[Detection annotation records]
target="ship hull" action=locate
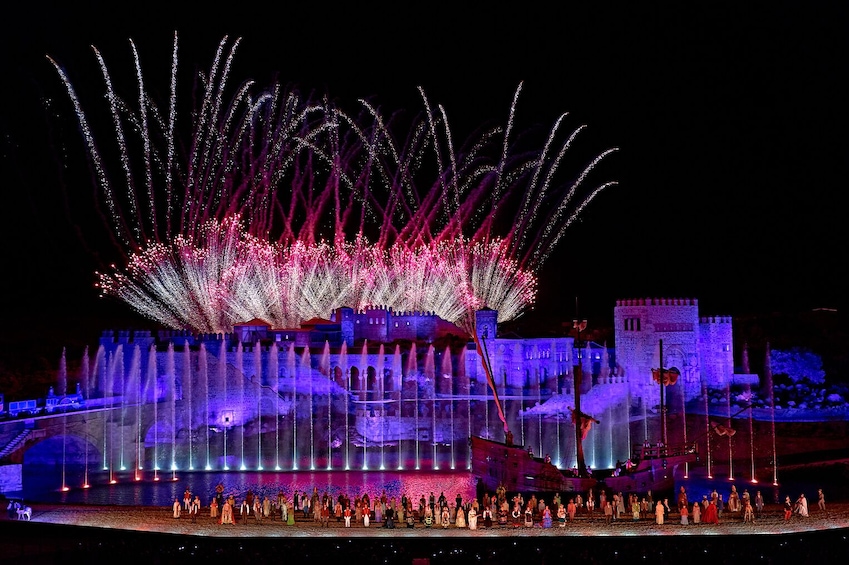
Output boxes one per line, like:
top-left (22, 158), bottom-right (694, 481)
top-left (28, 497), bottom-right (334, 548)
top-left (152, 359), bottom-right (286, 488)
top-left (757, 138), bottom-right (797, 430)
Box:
top-left (471, 437), bottom-right (698, 493)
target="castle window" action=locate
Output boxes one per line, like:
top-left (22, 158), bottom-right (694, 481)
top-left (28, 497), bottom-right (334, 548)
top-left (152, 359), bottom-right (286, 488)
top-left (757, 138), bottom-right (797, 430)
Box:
top-left (625, 318), bottom-right (640, 332)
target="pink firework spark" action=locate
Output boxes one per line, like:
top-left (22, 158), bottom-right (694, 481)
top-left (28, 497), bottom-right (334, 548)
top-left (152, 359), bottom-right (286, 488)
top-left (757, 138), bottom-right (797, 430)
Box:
top-left (50, 34), bottom-right (616, 334)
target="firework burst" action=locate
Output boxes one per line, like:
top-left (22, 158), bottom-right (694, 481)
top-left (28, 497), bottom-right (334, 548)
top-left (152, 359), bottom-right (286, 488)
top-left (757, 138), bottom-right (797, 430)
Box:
top-left (50, 34), bottom-right (616, 335)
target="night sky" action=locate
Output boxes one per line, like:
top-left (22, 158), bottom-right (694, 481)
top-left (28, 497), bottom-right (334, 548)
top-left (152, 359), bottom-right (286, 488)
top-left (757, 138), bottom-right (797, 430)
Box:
top-left (0, 2), bottom-right (849, 356)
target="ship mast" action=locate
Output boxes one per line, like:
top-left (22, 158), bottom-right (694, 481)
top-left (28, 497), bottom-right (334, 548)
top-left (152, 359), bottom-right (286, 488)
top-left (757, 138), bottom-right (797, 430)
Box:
top-left (572, 318), bottom-right (587, 477)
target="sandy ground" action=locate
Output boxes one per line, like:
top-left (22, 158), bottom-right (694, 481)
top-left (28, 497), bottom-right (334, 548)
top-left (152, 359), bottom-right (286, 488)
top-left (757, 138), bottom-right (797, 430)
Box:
top-left (8, 503), bottom-right (849, 539)
top-left (0, 503), bottom-right (849, 565)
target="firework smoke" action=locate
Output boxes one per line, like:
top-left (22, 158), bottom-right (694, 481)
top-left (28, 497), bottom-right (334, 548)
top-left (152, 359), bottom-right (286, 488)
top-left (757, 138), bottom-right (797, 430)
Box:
top-left (49, 34), bottom-right (616, 335)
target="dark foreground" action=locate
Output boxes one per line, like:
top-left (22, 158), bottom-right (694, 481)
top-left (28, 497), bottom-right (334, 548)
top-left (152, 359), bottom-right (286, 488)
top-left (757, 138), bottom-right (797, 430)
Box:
top-left (0, 504), bottom-right (849, 565)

REQUIREMENTS ->
Convert the data above into a Markdown table with the columns Row and Line, numbering each line and skipping blank lines. Leave the pictures out of the table.

FINAL RESULT ->
| Row | Line |
|---|---|
| 1 | target="ship hull" action=locate |
| 2 | Output boxes one per line, like: |
| 3 | top-left (22, 158), bottom-right (694, 481) |
| 4 | top-left (28, 497), bottom-right (334, 548) |
| 5 | top-left (152, 359), bottom-right (286, 488) |
| 6 | top-left (757, 138), bottom-right (797, 430) |
| 7 | Box: |
| 8 | top-left (471, 437), bottom-right (698, 493) |
| 9 | target="castle window" action=locate |
| 10 | Output boxes one per line, like: |
| 11 | top-left (22, 158), bottom-right (694, 481) |
| 12 | top-left (28, 497), bottom-right (334, 548) |
| 13 | top-left (152, 359), bottom-right (286, 488) |
| 14 | top-left (757, 138), bottom-right (797, 430) |
| 15 | Box: |
| 16 | top-left (625, 318), bottom-right (640, 332) |
| 17 | target="pink firework spark" action=locate |
| 18 | Output boxes one per line, like: |
| 19 | top-left (22, 158), bottom-right (694, 481) |
| 20 | top-left (28, 497), bottom-right (334, 548) |
| 21 | top-left (152, 359), bottom-right (286, 488) |
| 22 | top-left (757, 138), bottom-right (797, 430) |
| 23 | Box: |
| 24 | top-left (50, 34), bottom-right (616, 334) |
| 25 | target="firework burst" action=locate |
| 26 | Output boxes one per line, like: |
| 27 | top-left (22, 158), bottom-right (694, 481) |
| 28 | top-left (28, 497), bottom-right (334, 548) |
| 29 | top-left (152, 359), bottom-right (286, 488) |
| 30 | top-left (757, 138), bottom-right (797, 430) |
| 31 | Box: |
| 32 | top-left (50, 34), bottom-right (616, 335) |
| 33 | target="night sky" action=locate |
| 34 | Output boxes one per line, like: |
| 35 | top-left (22, 158), bottom-right (694, 481) |
| 36 | top-left (28, 497), bottom-right (334, 548) |
| 37 | top-left (152, 359), bottom-right (286, 488) |
| 38 | top-left (757, 138), bottom-right (797, 430) |
| 39 | Box: |
| 40 | top-left (0, 2), bottom-right (849, 356) |
| 41 | target="ship mast" action=locate |
| 42 | Output boxes one per line, like: |
| 43 | top-left (22, 158), bottom-right (694, 481) |
| 44 | top-left (28, 497), bottom-right (334, 548) |
| 45 | top-left (152, 359), bottom-right (286, 488) |
| 46 | top-left (757, 138), bottom-right (797, 430) |
| 47 | Box: |
| 48 | top-left (572, 318), bottom-right (587, 477) |
| 49 | target="sandy ground" action=locate |
| 50 | Output boxes one per line, like: |
| 51 | top-left (22, 158), bottom-right (694, 481) |
| 52 | top-left (28, 497), bottom-right (334, 548) |
| 53 | top-left (152, 359), bottom-right (286, 488) |
| 54 | top-left (757, 138), bottom-right (797, 430) |
| 55 | Box: |
| 56 | top-left (8, 503), bottom-right (849, 539) |
| 57 | top-left (0, 503), bottom-right (849, 565) |
| 58 | target="firework smoke" action=locate |
| 59 | Output boxes one per line, like: |
| 60 | top-left (22, 158), bottom-right (694, 481) |
| 61 | top-left (28, 497), bottom-right (334, 548) |
| 62 | top-left (152, 359), bottom-right (286, 488) |
| 63 | top-left (757, 138), bottom-right (797, 430) |
| 64 | Box: |
| 65 | top-left (49, 34), bottom-right (616, 335) |
| 66 | target="dark foreground" action=locate |
| 67 | Output boxes one per line, like: |
| 68 | top-left (22, 158), bottom-right (694, 481) |
| 69 | top-left (28, 497), bottom-right (334, 548) |
| 70 | top-left (152, 359), bottom-right (286, 488) |
| 71 | top-left (757, 138), bottom-right (797, 430) |
| 72 | Box: |
| 73 | top-left (0, 504), bottom-right (849, 565) |